### Work request
Type out every line below exactly as it reads.

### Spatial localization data

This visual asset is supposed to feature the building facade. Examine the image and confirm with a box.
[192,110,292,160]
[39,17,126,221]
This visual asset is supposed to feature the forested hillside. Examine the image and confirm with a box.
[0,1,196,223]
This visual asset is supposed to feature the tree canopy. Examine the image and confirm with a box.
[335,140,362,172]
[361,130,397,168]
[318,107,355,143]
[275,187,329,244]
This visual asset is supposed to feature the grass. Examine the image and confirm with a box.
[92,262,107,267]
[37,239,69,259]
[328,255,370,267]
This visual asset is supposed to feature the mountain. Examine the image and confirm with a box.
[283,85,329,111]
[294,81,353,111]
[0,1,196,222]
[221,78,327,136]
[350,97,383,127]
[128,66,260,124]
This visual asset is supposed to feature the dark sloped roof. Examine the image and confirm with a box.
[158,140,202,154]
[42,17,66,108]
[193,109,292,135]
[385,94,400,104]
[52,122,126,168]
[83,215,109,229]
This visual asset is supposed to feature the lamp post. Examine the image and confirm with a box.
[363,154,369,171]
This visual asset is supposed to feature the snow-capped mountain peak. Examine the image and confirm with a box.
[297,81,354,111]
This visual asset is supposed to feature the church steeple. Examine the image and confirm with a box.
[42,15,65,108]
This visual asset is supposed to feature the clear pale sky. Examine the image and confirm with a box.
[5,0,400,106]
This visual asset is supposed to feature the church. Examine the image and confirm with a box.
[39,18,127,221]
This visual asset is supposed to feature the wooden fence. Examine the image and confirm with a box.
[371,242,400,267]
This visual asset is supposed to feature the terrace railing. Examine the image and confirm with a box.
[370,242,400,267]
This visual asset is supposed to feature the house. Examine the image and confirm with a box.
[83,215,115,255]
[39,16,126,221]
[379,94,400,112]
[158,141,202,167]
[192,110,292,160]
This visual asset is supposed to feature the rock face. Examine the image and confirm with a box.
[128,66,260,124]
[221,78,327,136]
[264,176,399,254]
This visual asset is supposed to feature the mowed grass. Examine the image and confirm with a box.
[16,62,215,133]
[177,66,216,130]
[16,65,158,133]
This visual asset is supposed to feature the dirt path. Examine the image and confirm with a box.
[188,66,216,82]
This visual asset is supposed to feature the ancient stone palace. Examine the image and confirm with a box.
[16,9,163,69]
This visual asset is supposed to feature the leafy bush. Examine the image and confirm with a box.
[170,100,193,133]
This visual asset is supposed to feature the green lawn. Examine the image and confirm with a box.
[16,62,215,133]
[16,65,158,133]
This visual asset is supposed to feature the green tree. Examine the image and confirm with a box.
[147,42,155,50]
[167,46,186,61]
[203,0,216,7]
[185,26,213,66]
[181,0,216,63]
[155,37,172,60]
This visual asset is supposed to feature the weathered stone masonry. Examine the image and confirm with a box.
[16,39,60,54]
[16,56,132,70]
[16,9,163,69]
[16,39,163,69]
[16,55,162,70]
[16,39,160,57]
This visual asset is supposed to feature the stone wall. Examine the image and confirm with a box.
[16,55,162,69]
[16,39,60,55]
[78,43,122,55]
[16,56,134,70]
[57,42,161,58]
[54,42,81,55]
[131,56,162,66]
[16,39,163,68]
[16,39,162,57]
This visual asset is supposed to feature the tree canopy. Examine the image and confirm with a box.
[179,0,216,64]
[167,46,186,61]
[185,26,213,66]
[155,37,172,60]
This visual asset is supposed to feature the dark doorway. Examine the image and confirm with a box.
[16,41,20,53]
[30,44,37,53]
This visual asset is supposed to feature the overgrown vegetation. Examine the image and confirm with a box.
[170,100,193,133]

### Output for this exercise
This visual asset is supposed to feature the building facade. Examine the image and confirm with a box.
[192,110,292,160]
[39,17,126,221]
This visual asset is supposed to feature the forested hillside. Examine the image and confirm with a box.
[0,1,196,223]
This visual asset is supposed to feature the tree canopy. Examine the image and confirm with a box.
[335,140,362,172]
[361,130,397,168]
[318,107,355,143]
[275,187,329,244]
This visual asset is supposed to feature the grass. Examine the image and confirm with a box.
[92,262,107,267]
[37,239,69,259]
[328,255,370,267]
This visual asset is supposed to feature the mountain. Examine the image and confirm with a box.
[283,85,329,111]
[294,81,353,111]
[0,1,196,222]
[221,78,327,136]
[350,97,383,127]
[128,66,260,124]
This visual asset is supposed to feature the dark sloped roof. Examine the image and confirm with a box.
[158,140,202,154]
[42,17,66,108]
[193,109,292,135]
[385,94,400,104]
[52,122,126,168]
[83,215,109,229]
This visual asset is supposed to feature the lamp post. Examine the image and confirm with a box.
[363,154,369,171]
This visual asset is supposed to feature the snow-capped mountain peak. Examine the image and confirm with a box.
[297,81,354,111]
This visual asset is supposed to feature the church steeple. Examine the image and confirm with a box.
[42,15,65,108]
This visual asset is supposed to feature the clear pale sky. Examine the image and confirm with a box.
[5,0,400,106]
This visual asset is supposed to feature the church. Examine the image and confirm with a box.
[39,18,127,221]
This visual asset is supposed to feature the wooden fence. Examine the image and confirm with a box.
[371,242,400,267]
This visual asset is supposed to feature the terrace railing. Examine the image and confirm with a box.
[370,242,400,267]
This visual asset is supposed to feature the house. Examine the image and confirm with a box.
[83,215,115,255]
[39,16,126,221]
[379,94,400,112]
[158,141,202,167]
[192,110,292,160]
This visual asset is supposed to feature the rock face. Examine the image and confirm with a box.
[128,66,260,124]
[221,78,327,136]
[264,176,399,254]
This visual asset is supposed to feature the mowed grass. Examine the image and confirm with a box.
[16,62,215,133]
[177,66,216,130]
[16,65,158,133]
This visual asset is supposed to feature the dirt path. Examine the image and confirm with a box.
[188,66,216,82]
This visual asset is supposed to feature the ancient stone palace. Examine the image and confirm with a box.
[16,9,163,69]
This visual asset is supposed to feature the leafy bush. Examine the image and confirm with a box.
[170,100,193,133]
This visual asset is supposed to feature the green lawn. Examine the image and confirm with a box.
[16,62,215,133]
[16,65,158,133]
This visual asset is supposed to feature the green tree. Examine the image and confirm with a box.
[147,42,155,50]
[167,46,186,61]
[203,0,216,7]
[185,26,213,66]
[181,0,216,63]
[155,37,172,60]
This visual asset is supposed to feature the weathered stone masonry. Examine the image and confirm with a box.
[16,39,60,54]
[16,56,132,70]
[16,9,163,69]
[16,39,163,69]
[16,55,162,70]
[16,39,160,57]
This visual asset is supposed to feature the stone wall. Examine the image and confirm with a box.
[16,55,162,69]
[16,39,60,55]
[78,43,122,55]
[16,56,134,70]
[57,42,161,58]
[54,42,81,55]
[131,56,162,66]
[16,39,163,68]
[16,39,162,57]
This visual asset is supposed to feature the tree canopy. Examine the image and confirm with a box.
[179,0,216,64]
[167,46,186,61]
[185,26,213,66]
[155,37,172,60]
This visual asset is supposed to feature the dark doorway. Examine the image and confirm with a box.
[16,41,20,53]
[30,44,37,53]
This visual asset is supposed to feature the overgrown vegetation. Examine the image and confirm with a box.
[170,100,193,133]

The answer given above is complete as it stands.